_REQUIRED TASK:_ Rewrite the entries below, changing "wispy cirrus cloud" to "thin cirrus cloud" and leaving everything else as it is.

___ DATASET RECORDS ___

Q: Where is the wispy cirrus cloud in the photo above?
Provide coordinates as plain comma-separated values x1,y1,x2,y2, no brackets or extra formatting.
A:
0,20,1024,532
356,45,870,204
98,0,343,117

___

_WORKED SOLUTION:_
Q: Where is the thin cirrus cloud in the photo above?
Provide coordinates as plain comma-separated values x1,y1,x2,y2, no brackets or extra formatting.
A:
0,20,1024,532
356,45,870,204
98,0,343,117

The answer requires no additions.